## Task to carry out
Using the listing below, extract each line that has the word "light" in it.

## Material supplied
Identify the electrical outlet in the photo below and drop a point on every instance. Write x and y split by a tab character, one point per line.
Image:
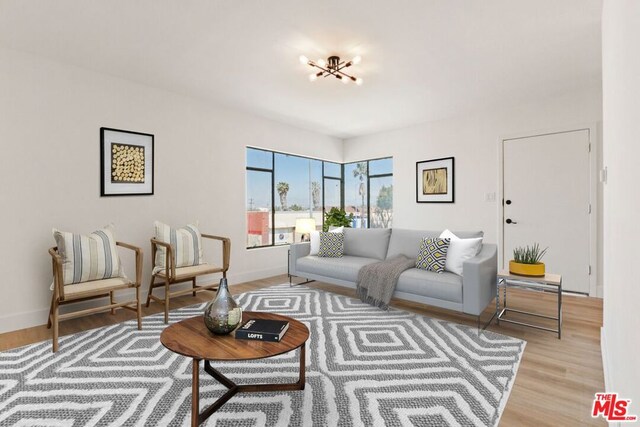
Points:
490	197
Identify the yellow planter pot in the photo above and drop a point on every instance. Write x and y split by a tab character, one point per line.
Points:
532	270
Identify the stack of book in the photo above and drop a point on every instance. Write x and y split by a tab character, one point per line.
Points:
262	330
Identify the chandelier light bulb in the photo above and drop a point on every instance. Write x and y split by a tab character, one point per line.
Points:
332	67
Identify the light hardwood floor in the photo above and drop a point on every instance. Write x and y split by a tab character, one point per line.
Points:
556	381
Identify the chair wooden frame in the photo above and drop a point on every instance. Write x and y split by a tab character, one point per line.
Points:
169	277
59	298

==

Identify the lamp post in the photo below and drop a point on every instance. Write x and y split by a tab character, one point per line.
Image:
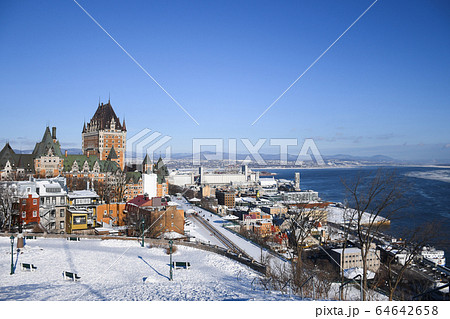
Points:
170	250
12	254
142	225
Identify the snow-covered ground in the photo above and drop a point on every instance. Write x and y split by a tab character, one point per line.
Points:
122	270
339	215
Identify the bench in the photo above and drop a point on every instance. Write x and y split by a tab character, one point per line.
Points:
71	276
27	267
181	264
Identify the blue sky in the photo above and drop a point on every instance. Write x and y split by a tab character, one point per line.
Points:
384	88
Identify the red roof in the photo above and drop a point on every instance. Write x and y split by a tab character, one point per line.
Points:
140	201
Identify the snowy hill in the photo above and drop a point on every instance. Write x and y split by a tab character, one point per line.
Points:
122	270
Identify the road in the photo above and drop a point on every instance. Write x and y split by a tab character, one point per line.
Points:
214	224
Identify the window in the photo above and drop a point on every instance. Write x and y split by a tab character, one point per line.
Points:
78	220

## Answer
Identify the chandelier light bulb in the photo above and drop a point on every instance. Write x and y split by a tab character, one point per line.
Identify the light hardwood floor in the photo above and drop a point on every instance. Write x and y split by a tab character, one point per line.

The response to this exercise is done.